From the items below, return every line that contains the word "hair", matching case exactly.

Part of a data file

+--

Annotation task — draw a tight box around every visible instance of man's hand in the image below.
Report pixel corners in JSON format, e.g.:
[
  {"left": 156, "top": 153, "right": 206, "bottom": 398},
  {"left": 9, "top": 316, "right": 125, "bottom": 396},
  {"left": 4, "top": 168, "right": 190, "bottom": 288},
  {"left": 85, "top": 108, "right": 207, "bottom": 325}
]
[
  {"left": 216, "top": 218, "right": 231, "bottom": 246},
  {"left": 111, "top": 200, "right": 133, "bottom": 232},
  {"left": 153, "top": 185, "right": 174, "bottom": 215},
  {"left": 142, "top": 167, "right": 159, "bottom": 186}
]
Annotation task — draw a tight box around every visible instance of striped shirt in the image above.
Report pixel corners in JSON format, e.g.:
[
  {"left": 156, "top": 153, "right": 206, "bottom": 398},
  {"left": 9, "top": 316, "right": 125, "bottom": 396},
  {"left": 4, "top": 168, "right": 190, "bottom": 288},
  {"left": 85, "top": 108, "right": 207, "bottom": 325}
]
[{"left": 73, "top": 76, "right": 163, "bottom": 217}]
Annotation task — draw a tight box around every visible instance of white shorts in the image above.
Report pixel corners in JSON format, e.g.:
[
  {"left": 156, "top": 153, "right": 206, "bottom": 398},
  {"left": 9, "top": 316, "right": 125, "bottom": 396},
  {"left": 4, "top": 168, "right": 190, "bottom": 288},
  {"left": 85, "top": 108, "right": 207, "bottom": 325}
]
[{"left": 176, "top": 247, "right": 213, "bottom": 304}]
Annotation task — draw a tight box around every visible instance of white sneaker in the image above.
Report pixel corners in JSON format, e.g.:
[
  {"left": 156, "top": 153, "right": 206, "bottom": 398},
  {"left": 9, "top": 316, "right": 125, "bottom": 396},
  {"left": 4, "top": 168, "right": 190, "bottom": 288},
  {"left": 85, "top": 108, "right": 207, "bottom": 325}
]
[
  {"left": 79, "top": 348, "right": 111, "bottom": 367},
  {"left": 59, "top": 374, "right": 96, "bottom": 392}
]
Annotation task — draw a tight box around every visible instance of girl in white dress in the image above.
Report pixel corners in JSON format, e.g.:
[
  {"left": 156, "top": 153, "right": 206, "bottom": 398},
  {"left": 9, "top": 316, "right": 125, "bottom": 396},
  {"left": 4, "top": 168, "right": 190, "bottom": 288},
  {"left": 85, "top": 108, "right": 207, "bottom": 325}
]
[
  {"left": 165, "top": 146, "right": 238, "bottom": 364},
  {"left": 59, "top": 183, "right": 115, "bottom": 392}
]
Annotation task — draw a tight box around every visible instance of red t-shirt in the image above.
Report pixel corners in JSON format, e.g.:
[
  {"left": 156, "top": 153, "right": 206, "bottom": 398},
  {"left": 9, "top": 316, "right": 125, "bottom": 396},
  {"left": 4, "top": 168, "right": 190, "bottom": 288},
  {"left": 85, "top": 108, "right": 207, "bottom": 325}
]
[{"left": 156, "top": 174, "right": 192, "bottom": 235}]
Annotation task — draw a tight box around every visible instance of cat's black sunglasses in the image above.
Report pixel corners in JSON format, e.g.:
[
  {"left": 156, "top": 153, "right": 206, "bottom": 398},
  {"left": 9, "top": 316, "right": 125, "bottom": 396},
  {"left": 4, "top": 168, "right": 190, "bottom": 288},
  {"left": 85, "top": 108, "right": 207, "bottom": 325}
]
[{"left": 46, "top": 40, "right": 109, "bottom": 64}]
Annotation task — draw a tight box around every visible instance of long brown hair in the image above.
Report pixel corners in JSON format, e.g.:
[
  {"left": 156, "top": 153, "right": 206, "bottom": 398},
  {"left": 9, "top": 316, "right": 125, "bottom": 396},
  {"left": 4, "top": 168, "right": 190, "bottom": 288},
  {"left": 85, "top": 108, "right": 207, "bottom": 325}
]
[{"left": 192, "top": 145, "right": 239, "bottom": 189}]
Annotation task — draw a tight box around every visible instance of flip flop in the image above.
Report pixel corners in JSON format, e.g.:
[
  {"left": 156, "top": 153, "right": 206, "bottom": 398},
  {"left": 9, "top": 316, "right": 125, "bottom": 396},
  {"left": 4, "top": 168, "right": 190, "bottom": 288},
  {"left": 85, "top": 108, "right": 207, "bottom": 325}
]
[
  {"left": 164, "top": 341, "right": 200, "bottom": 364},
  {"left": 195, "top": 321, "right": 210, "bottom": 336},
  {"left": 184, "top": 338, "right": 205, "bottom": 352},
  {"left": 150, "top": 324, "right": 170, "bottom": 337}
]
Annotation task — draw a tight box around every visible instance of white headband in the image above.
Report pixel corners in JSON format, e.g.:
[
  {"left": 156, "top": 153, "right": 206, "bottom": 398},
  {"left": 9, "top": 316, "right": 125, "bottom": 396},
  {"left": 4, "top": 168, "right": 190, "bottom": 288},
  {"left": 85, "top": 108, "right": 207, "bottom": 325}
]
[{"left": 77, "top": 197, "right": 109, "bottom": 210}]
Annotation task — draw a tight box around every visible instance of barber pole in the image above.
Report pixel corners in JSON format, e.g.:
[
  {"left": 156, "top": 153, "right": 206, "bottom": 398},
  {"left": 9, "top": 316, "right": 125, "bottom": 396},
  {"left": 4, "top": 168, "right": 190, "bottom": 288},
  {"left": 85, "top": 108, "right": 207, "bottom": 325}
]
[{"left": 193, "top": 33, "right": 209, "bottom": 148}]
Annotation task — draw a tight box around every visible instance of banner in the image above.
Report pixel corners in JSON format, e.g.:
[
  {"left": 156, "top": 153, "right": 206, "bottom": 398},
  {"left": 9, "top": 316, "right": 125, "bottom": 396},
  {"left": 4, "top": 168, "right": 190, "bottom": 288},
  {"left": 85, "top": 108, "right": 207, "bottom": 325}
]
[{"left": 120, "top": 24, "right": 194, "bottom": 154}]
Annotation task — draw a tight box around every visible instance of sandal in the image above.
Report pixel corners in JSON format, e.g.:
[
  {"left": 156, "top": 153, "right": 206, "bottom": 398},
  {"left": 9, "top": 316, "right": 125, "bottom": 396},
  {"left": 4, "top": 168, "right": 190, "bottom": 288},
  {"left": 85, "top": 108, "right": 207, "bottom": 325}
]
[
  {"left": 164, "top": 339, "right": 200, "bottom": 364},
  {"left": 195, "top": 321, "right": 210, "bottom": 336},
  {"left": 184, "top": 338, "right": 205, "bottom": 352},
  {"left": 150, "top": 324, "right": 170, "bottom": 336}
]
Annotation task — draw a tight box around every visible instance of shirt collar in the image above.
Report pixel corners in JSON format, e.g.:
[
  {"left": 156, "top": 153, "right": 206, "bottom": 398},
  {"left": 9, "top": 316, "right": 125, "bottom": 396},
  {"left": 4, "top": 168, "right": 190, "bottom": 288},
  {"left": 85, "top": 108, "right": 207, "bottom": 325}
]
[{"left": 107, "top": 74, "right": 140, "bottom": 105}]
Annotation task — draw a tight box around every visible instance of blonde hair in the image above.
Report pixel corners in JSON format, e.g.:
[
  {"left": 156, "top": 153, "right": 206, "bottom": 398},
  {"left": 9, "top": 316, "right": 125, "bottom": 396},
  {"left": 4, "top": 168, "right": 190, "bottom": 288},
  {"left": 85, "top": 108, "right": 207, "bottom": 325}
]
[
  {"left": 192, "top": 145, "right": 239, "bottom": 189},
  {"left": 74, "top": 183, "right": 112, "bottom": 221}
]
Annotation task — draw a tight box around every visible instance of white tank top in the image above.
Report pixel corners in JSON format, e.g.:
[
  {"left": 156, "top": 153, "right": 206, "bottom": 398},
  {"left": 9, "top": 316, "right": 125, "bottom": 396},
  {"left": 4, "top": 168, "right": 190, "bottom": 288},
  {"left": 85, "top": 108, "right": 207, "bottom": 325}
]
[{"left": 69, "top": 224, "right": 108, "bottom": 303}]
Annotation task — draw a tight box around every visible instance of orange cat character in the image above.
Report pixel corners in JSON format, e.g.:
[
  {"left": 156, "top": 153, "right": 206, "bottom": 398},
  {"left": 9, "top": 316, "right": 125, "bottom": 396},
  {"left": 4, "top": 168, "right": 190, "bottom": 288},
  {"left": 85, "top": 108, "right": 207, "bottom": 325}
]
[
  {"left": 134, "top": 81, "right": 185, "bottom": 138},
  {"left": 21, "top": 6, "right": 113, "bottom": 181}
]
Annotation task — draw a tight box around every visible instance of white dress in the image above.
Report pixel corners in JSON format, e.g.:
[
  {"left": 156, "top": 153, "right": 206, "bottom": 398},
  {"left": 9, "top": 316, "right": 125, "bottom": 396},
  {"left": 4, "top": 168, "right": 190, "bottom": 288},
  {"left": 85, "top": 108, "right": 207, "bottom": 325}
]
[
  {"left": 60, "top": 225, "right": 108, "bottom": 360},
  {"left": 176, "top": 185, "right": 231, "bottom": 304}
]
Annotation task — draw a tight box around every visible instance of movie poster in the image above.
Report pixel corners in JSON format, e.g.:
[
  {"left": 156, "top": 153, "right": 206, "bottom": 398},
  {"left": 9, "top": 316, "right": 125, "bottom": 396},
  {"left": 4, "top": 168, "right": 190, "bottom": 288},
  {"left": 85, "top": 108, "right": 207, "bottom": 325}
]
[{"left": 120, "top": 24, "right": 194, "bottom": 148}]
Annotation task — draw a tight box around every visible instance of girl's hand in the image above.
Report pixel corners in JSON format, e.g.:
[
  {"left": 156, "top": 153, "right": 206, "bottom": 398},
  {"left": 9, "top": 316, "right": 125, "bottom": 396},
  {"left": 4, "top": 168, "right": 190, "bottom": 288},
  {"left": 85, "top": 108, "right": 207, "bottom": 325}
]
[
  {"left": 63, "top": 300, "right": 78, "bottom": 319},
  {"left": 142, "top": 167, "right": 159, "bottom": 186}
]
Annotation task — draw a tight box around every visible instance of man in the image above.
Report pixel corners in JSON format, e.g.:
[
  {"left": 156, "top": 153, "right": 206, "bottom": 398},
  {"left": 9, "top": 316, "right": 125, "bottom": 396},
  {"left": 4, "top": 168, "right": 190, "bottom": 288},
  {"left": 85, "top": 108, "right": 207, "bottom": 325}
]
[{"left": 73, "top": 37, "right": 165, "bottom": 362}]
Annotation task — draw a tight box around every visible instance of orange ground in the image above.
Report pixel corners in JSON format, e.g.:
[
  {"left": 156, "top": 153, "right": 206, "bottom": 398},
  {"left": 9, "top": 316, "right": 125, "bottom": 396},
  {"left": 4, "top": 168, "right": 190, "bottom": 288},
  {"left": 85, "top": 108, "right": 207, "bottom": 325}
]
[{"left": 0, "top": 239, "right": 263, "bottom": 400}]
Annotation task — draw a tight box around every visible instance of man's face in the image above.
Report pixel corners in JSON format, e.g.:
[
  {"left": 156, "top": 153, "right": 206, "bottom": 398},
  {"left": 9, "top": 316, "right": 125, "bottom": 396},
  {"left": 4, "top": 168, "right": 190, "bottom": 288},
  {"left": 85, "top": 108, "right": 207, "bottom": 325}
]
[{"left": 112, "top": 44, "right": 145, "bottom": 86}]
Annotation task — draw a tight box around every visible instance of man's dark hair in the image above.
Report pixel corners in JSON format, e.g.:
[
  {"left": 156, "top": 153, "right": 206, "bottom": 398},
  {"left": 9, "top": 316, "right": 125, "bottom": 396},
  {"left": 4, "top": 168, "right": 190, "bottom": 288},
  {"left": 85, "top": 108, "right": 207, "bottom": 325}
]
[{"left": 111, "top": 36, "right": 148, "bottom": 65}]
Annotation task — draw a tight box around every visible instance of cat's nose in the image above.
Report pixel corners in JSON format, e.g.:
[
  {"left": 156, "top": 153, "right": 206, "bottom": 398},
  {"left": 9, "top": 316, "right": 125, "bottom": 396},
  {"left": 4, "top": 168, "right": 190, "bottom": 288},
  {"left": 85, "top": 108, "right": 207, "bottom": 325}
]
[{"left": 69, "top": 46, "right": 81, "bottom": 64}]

+--

The result:
Annotation task — draw a tight box around every visible instance of long brown hair in the image above.
Annotation task — draw a tight box around every visible instance of blonde hair in the image above.
Annotation task — draw a tight box around every visible instance of man's dark hair in the image above.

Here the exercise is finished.